-------- Records to use --------

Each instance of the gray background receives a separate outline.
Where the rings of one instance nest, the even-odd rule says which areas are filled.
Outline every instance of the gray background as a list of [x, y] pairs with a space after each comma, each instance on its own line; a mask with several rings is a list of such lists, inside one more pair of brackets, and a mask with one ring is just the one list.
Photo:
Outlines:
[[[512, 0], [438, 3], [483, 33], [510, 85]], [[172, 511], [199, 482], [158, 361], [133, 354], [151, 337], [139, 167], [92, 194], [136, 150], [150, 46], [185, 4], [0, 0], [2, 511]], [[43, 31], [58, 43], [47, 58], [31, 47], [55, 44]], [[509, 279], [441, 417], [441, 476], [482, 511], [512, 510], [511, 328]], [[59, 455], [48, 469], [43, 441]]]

--------

=== Directions ===
Across all lines above, count those with the string "instance". Only the number is wanted.

=== Task solution ===
3